- **Provided entries**:
══════
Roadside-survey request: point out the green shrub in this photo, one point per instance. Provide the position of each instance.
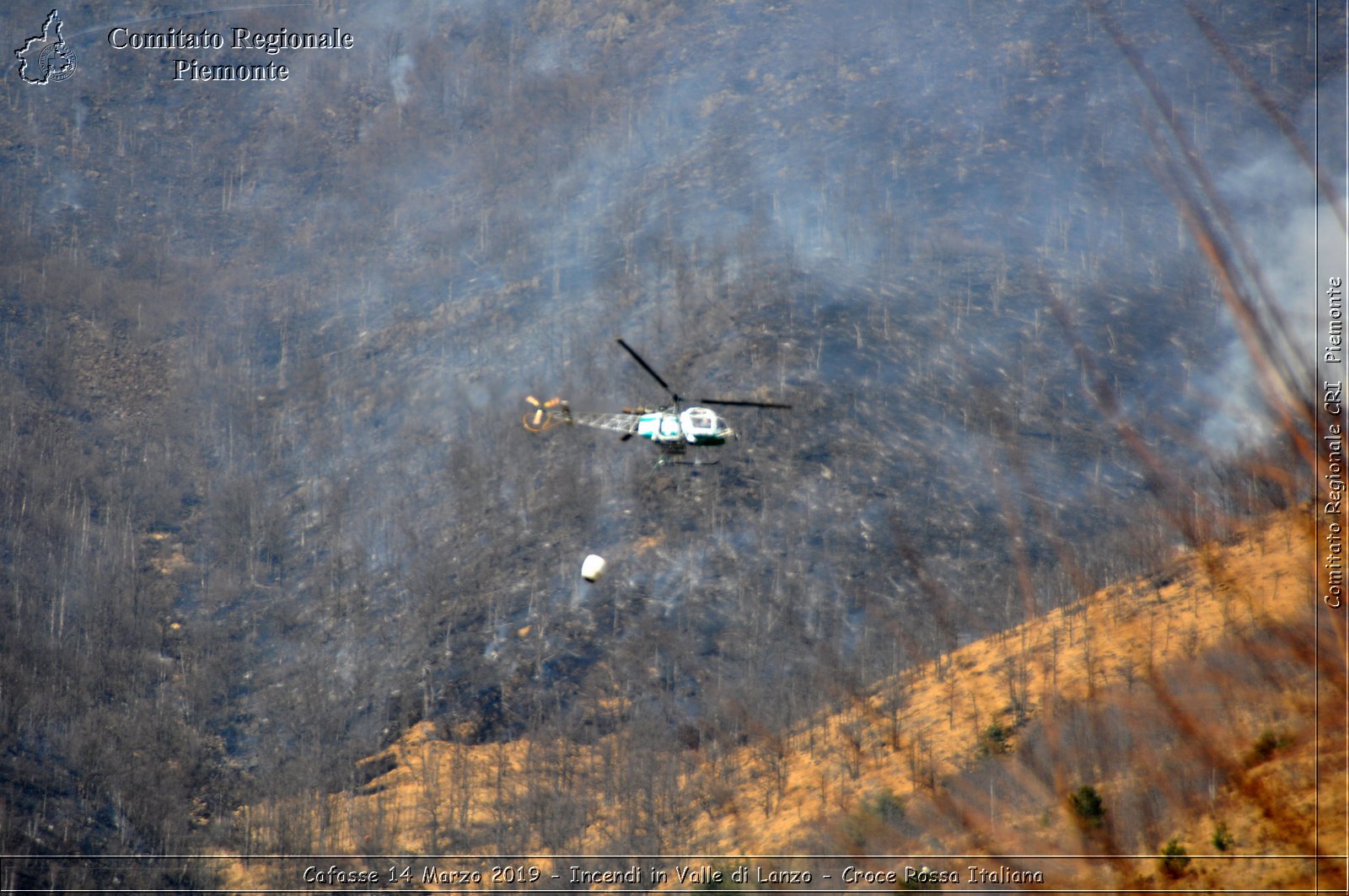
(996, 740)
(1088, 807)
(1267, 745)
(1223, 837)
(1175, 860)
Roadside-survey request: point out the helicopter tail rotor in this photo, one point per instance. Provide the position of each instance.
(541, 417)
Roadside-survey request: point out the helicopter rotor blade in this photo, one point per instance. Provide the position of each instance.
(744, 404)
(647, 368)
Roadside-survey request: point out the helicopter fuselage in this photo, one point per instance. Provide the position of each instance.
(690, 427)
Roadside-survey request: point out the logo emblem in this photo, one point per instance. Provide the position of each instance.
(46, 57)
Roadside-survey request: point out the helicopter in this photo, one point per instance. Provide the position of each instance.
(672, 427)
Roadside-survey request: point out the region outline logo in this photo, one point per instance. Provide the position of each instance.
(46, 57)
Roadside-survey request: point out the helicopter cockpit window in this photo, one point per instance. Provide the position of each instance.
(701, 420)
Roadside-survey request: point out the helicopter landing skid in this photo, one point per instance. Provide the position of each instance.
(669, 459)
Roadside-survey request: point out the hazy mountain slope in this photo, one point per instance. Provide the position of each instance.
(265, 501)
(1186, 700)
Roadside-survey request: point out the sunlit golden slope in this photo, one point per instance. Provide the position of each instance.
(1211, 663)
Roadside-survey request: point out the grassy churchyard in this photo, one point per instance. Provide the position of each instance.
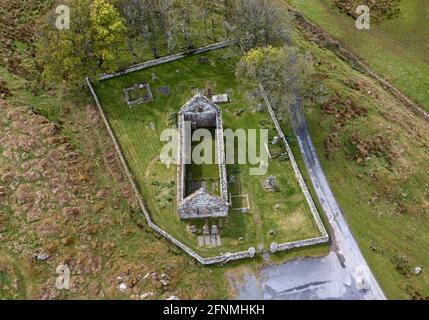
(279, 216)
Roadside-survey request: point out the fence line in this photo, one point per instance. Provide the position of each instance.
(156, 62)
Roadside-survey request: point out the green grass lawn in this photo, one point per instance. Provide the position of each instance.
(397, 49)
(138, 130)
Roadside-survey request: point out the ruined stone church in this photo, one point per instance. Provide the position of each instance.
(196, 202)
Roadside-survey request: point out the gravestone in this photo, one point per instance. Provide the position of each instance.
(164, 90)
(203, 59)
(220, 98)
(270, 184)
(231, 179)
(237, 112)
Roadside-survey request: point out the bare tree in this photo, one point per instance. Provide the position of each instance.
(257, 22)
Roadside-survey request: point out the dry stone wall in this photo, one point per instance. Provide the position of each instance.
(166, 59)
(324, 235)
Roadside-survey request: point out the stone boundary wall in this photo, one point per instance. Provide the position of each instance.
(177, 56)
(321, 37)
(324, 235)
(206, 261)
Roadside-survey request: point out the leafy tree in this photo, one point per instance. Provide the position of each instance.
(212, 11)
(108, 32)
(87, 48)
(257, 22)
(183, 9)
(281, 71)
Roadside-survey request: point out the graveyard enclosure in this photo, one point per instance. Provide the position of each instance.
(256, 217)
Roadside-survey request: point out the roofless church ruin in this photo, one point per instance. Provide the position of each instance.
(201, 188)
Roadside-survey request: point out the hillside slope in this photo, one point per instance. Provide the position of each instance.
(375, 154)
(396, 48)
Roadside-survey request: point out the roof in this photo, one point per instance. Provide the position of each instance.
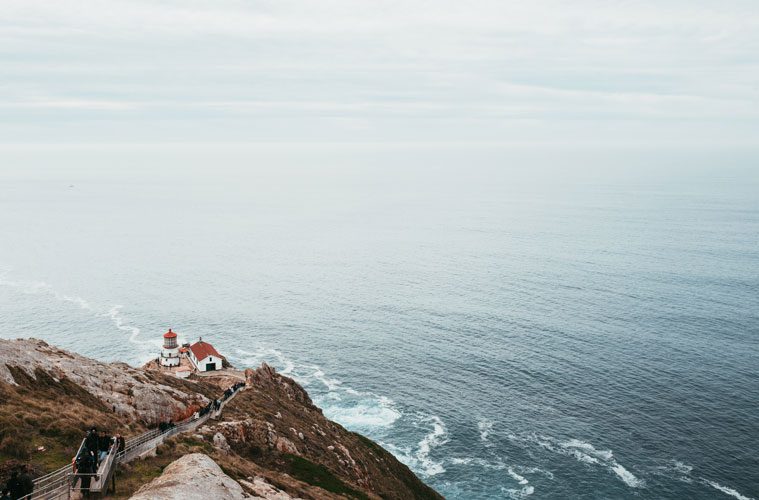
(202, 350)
══════
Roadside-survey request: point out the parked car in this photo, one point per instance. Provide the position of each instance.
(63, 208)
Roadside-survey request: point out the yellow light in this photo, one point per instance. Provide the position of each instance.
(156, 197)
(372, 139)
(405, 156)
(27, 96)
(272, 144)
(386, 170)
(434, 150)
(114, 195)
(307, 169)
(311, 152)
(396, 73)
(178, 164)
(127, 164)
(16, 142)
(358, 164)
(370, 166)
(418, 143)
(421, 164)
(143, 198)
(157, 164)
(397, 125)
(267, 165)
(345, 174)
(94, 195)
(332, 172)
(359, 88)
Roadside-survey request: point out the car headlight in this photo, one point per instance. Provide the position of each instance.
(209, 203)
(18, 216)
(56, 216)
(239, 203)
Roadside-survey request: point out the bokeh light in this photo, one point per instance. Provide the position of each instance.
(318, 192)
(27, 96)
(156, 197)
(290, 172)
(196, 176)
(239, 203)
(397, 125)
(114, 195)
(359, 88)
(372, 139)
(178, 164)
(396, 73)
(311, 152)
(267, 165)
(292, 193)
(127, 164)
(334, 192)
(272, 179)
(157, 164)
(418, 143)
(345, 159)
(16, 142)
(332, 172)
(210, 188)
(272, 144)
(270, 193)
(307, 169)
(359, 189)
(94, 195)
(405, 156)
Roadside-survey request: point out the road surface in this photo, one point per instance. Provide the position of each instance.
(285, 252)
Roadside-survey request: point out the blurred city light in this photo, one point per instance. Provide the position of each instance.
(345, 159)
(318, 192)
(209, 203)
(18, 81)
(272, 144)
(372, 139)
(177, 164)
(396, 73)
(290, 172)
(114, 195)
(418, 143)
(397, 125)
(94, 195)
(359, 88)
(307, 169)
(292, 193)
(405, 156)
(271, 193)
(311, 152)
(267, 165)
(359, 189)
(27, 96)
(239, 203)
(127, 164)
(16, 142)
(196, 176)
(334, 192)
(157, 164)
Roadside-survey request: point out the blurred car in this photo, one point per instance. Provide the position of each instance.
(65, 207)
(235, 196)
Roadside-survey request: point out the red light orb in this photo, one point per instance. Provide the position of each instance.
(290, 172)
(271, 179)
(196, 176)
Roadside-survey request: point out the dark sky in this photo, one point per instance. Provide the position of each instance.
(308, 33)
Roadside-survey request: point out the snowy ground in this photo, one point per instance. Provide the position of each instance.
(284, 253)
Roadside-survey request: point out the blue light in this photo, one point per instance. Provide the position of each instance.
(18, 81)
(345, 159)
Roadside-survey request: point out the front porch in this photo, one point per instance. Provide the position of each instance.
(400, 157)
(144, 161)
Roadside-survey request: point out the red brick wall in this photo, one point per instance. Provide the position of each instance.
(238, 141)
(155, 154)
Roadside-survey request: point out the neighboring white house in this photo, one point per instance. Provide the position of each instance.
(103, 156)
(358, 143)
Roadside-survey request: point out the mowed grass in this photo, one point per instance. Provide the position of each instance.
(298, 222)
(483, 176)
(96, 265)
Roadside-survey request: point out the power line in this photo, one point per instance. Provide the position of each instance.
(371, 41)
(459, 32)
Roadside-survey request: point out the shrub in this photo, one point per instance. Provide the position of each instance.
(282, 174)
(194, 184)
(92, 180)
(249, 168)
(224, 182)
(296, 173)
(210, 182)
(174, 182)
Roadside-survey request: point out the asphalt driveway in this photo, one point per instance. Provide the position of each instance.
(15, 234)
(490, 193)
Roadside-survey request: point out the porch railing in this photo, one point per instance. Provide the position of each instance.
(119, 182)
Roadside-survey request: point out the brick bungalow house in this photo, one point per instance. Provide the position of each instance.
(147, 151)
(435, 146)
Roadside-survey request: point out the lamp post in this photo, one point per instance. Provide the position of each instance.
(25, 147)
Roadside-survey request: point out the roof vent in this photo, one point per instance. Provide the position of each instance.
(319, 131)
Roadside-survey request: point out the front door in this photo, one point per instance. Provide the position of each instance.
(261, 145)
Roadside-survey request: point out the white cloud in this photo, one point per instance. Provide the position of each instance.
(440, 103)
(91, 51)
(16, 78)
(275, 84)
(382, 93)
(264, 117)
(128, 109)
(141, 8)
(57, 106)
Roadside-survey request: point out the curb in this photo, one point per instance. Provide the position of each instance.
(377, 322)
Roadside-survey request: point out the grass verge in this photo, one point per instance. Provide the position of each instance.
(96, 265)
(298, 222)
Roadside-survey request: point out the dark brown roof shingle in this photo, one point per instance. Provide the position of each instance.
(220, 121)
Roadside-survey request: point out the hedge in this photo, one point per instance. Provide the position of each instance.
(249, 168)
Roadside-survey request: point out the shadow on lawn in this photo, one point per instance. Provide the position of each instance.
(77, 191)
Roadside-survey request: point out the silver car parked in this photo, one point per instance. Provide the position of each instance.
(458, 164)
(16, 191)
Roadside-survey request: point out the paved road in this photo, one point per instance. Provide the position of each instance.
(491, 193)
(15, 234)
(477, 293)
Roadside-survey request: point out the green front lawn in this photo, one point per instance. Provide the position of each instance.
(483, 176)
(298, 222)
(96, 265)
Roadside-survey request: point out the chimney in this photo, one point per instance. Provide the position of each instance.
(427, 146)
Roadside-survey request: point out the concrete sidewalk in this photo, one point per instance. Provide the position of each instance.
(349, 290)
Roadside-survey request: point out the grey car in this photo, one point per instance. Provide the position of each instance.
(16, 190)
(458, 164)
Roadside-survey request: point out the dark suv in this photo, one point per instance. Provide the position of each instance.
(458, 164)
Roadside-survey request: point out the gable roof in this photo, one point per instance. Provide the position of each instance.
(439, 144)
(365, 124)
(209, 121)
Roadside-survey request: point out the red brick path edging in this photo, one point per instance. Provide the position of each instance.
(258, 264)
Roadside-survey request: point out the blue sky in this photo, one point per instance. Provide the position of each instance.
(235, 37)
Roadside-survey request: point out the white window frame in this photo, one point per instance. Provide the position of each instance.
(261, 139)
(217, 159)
══════
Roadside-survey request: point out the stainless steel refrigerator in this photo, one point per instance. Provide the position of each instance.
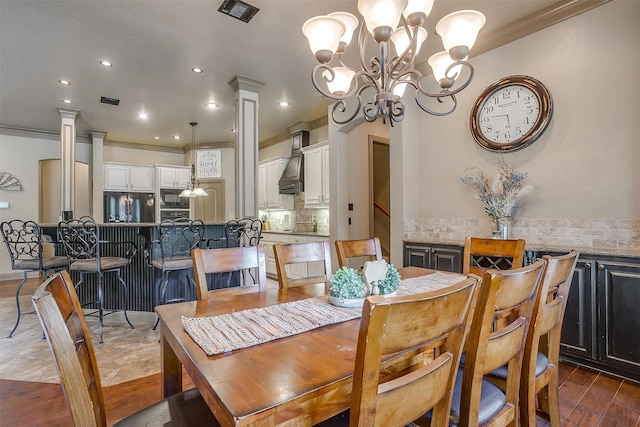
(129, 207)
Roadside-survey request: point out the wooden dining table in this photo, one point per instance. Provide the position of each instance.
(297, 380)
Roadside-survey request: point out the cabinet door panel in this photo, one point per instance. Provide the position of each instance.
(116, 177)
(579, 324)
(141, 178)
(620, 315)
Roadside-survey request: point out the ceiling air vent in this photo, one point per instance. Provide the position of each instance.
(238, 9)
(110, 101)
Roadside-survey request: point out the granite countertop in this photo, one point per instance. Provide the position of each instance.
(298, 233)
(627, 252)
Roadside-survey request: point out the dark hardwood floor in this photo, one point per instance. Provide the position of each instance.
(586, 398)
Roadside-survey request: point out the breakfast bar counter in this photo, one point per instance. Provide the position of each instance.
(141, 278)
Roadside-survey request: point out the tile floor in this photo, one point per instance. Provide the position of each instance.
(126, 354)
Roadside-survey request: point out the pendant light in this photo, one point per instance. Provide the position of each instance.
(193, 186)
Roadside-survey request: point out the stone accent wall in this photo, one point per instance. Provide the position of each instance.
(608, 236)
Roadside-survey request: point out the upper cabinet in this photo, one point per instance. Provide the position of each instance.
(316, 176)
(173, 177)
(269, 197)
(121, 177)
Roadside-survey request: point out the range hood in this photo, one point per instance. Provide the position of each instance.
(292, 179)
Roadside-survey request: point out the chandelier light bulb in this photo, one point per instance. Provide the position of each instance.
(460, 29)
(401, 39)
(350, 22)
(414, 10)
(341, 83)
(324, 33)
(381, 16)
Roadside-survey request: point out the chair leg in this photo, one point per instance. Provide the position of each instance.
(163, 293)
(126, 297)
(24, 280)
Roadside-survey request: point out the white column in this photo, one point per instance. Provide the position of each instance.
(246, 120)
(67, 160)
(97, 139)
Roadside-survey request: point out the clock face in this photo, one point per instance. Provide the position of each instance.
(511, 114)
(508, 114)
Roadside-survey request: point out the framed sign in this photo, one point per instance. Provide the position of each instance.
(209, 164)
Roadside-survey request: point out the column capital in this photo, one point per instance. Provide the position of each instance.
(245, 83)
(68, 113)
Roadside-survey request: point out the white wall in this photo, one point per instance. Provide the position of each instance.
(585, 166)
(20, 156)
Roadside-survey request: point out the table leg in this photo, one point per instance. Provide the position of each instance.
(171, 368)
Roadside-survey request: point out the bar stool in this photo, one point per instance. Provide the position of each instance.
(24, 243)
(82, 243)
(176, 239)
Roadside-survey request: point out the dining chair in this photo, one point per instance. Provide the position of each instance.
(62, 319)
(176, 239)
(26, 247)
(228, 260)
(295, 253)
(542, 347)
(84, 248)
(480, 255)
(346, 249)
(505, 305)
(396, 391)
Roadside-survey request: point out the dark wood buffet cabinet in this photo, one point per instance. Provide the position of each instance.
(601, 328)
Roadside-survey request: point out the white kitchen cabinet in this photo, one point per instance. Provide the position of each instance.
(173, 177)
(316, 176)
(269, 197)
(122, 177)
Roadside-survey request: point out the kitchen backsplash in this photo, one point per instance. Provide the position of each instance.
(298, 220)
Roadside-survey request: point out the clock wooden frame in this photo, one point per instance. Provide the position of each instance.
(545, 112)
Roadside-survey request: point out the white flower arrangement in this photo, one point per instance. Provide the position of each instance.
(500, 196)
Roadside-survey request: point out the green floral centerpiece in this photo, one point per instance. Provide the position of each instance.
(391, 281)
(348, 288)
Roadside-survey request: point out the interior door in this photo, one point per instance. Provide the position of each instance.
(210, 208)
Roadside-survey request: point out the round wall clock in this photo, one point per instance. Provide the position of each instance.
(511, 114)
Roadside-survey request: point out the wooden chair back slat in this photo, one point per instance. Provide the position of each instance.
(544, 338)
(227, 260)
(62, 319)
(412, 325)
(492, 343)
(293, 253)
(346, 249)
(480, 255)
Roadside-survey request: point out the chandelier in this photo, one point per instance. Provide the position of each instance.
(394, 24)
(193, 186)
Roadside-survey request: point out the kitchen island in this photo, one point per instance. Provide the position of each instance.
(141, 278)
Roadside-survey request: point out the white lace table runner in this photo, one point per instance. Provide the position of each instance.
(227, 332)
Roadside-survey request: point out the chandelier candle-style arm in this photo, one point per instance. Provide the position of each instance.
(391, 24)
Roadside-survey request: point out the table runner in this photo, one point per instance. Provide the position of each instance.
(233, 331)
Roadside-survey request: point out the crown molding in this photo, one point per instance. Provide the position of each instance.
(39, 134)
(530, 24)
══════
- **Set problem**:
Print, without alteration, the records beginning with the line that contains "Roadside-survey request: point out the helicopter landing" and continuing through the line that contains "(1211, 663)", including both of those lines.

- **Final result**:
Roadside-survey request: point out the helicopter landing skid in this photo, one point per instance. Provide the position of each instance.
(669, 459)
Roadside-survey request: point out the hazy mountain slope in this photo, one point per instance. Provide the position of each instance.
(265, 501)
(1186, 700)
Roadside-survey request: point out the sunlit golden slope in this photo, one point per instance. Provide the position of each instance.
(1211, 663)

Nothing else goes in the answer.